* [Problem]: Beginning at the line containing "Isolate every defensive", output every line to the end of the data below exactly as it appears.
▬▬▬▬▬▬
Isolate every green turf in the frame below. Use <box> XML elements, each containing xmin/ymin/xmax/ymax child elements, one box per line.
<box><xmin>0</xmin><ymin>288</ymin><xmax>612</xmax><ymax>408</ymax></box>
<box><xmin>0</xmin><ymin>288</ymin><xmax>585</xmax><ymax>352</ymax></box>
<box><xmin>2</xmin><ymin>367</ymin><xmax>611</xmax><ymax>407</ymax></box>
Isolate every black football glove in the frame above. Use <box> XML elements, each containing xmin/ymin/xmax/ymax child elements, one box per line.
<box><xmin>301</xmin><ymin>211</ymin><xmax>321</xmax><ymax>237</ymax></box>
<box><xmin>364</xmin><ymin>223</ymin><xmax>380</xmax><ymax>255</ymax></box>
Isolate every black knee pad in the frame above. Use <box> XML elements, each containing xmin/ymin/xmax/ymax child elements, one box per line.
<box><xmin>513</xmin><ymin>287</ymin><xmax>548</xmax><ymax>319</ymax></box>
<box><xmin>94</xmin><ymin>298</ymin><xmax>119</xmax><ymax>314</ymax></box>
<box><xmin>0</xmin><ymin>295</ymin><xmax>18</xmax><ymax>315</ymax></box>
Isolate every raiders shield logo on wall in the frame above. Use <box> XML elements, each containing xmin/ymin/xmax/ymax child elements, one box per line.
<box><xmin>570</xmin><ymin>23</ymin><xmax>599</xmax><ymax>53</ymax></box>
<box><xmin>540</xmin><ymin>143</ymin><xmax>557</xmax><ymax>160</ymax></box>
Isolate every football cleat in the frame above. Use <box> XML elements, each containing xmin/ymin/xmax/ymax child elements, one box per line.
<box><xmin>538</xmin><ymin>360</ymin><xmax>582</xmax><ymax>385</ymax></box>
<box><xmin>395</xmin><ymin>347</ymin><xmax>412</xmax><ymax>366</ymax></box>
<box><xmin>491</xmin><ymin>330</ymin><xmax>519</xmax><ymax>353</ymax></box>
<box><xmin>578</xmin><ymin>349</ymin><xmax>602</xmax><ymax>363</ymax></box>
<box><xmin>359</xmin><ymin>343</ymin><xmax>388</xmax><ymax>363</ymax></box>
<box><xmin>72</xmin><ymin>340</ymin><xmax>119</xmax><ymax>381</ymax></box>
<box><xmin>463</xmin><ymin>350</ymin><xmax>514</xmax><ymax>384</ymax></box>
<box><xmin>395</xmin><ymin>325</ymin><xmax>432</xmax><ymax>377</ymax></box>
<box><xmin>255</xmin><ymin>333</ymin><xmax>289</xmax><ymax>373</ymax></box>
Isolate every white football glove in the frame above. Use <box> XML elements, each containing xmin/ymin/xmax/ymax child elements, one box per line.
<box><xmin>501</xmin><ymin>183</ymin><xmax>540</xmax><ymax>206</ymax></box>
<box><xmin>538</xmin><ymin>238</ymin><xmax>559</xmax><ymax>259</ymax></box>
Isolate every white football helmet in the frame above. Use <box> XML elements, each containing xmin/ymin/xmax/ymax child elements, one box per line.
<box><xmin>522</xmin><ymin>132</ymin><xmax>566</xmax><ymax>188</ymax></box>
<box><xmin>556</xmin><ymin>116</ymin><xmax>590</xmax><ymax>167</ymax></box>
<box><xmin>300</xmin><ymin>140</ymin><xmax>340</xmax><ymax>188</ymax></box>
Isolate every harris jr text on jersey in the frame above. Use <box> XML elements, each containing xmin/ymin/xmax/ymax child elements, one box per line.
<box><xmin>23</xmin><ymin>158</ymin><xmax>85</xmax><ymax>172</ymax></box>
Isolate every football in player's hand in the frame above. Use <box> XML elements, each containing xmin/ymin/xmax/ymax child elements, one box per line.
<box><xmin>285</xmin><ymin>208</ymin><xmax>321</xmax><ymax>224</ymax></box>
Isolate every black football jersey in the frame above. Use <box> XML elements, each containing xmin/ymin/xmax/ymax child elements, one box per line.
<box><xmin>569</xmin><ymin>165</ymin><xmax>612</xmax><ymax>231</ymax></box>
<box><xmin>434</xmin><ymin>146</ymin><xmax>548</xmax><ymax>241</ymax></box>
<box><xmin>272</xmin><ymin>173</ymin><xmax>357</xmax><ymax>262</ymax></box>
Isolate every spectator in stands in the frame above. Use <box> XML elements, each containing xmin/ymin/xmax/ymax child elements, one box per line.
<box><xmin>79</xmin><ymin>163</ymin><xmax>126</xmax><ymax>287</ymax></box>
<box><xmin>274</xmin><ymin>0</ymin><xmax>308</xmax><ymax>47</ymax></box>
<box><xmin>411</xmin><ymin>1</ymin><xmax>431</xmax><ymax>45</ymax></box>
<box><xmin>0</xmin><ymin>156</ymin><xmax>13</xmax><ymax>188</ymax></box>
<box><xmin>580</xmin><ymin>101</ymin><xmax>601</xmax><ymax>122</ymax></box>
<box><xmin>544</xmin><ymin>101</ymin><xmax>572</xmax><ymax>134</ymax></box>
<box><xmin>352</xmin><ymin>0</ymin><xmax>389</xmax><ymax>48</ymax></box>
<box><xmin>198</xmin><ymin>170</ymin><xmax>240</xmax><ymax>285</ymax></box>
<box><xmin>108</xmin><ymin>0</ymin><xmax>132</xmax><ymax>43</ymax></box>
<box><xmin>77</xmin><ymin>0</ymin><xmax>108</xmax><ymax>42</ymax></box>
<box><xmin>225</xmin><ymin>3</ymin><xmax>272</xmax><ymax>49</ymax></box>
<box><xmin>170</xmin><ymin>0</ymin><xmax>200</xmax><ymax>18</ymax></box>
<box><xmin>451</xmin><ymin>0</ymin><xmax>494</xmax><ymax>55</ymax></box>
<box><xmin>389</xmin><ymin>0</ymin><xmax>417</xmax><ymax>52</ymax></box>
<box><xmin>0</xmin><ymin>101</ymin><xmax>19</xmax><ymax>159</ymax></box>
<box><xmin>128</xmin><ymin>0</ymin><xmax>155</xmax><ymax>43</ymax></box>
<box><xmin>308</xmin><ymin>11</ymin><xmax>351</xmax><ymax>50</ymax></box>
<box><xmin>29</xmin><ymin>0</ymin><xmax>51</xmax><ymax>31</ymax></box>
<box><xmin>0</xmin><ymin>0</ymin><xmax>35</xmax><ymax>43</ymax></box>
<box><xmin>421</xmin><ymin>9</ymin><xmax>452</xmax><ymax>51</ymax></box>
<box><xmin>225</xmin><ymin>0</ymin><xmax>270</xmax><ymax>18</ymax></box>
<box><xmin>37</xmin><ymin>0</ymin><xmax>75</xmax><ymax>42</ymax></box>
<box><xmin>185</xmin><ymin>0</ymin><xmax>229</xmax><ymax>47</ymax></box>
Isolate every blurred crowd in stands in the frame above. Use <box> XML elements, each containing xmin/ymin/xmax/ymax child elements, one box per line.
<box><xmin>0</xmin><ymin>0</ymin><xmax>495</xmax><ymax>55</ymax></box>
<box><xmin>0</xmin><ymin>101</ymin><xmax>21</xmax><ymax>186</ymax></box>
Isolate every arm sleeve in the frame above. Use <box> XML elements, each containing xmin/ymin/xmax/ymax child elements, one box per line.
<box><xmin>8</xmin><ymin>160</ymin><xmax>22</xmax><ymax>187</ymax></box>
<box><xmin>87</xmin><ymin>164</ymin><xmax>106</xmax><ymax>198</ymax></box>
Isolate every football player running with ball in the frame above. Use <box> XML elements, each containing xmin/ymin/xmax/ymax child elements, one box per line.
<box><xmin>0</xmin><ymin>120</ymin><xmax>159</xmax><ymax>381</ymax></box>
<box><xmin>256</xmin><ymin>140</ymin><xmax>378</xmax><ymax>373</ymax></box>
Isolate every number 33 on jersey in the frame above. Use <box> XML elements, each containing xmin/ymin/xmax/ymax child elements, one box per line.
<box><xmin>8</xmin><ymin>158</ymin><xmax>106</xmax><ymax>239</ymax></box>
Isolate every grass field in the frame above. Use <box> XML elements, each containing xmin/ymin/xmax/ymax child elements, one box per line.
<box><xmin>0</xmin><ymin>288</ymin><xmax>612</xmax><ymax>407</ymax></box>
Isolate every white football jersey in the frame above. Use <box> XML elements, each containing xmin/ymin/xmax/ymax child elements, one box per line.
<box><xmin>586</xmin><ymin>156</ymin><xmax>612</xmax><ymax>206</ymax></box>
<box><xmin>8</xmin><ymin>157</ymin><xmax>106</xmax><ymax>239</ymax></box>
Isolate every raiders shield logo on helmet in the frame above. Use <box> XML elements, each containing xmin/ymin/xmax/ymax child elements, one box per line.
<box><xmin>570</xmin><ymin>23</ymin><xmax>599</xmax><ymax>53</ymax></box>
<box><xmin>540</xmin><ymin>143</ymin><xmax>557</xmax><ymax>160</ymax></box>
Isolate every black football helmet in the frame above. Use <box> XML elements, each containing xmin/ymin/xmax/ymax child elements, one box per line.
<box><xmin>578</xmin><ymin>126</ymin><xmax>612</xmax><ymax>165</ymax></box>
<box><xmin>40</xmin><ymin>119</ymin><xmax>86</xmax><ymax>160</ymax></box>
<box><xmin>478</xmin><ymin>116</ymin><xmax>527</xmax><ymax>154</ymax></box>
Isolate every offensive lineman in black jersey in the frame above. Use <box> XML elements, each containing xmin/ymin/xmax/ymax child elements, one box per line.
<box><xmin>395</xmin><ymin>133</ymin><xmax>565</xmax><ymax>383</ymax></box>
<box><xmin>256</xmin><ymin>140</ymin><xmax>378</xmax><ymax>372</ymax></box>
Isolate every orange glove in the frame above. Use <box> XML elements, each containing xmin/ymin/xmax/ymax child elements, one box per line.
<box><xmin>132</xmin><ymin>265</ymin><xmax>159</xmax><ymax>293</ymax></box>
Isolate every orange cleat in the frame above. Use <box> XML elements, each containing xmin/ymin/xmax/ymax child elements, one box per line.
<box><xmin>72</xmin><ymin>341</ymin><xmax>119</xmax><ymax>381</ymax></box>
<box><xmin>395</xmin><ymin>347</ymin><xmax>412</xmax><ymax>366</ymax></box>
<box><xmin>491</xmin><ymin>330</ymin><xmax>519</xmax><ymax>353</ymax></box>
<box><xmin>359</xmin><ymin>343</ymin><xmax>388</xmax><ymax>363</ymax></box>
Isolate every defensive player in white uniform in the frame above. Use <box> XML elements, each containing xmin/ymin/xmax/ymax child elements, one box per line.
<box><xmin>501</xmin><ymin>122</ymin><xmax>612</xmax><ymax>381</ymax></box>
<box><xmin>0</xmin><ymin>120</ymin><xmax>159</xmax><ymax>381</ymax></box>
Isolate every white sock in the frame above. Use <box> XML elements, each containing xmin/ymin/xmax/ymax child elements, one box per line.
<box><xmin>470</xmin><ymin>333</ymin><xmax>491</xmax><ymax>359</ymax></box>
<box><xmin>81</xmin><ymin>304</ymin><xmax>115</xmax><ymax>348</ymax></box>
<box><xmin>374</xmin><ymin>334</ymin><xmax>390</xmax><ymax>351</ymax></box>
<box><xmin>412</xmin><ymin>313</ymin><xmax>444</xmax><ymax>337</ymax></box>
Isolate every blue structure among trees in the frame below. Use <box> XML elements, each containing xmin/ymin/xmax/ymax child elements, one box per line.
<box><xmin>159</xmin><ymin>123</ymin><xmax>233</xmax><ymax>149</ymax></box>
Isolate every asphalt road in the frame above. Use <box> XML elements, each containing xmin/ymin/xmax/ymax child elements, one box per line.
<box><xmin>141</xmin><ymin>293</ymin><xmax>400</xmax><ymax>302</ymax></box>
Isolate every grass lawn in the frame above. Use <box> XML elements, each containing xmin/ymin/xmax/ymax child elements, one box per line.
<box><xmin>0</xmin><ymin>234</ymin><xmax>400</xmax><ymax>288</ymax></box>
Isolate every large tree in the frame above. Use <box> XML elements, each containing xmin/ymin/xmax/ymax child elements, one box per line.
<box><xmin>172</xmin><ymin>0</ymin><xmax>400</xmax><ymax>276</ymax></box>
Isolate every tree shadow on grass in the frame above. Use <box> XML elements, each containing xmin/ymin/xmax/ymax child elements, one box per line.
▬▬▬▬▬▬
* [Response to the task]:
Isolate every defensive player in white uniform in the frame above. Use <box> XML elements, each containing xmin/ymin/xmax/ymax child elements, one box per line.
<box><xmin>501</xmin><ymin>122</ymin><xmax>612</xmax><ymax>381</ymax></box>
<box><xmin>0</xmin><ymin>120</ymin><xmax>159</xmax><ymax>381</ymax></box>
Isolate every white sock in the frame above. Use <box> XML elements, each containing xmin/ymin/xmax/ymax child elements, one box per line.
<box><xmin>470</xmin><ymin>333</ymin><xmax>491</xmax><ymax>359</ymax></box>
<box><xmin>81</xmin><ymin>304</ymin><xmax>115</xmax><ymax>348</ymax></box>
<box><xmin>374</xmin><ymin>334</ymin><xmax>390</xmax><ymax>351</ymax></box>
<box><xmin>412</xmin><ymin>313</ymin><xmax>444</xmax><ymax>337</ymax></box>
Isolate every blue structure among trees in the frame below. Use <box> XML elements, each containing xmin/ymin/xmax/ymax child elements, one box per line.
<box><xmin>159</xmin><ymin>123</ymin><xmax>233</xmax><ymax>149</ymax></box>
Isolate every asphalt road in the frame above. Use <box> XML elements, each containing xmin/ymin/xmax/ymax child elements, one box per line.
<box><xmin>141</xmin><ymin>293</ymin><xmax>400</xmax><ymax>302</ymax></box>
Isolate every grass lawn in the frame above. Use <box> XML elements, each containing xmin/ymin/xmax/ymax child elements, one box per line.
<box><xmin>0</xmin><ymin>234</ymin><xmax>400</xmax><ymax>288</ymax></box>
Isolate every large tree in the frame above. Use <box> XML elements, each containing xmin/ymin/xmax/ymax child elements, one box per line.
<box><xmin>172</xmin><ymin>0</ymin><xmax>400</xmax><ymax>276</ymax></box>
Isolate every tree shadow on grass in the frame above. Use <box> XML elements, each containing xmin/ymin/xmax/ymax child elements, one box per line.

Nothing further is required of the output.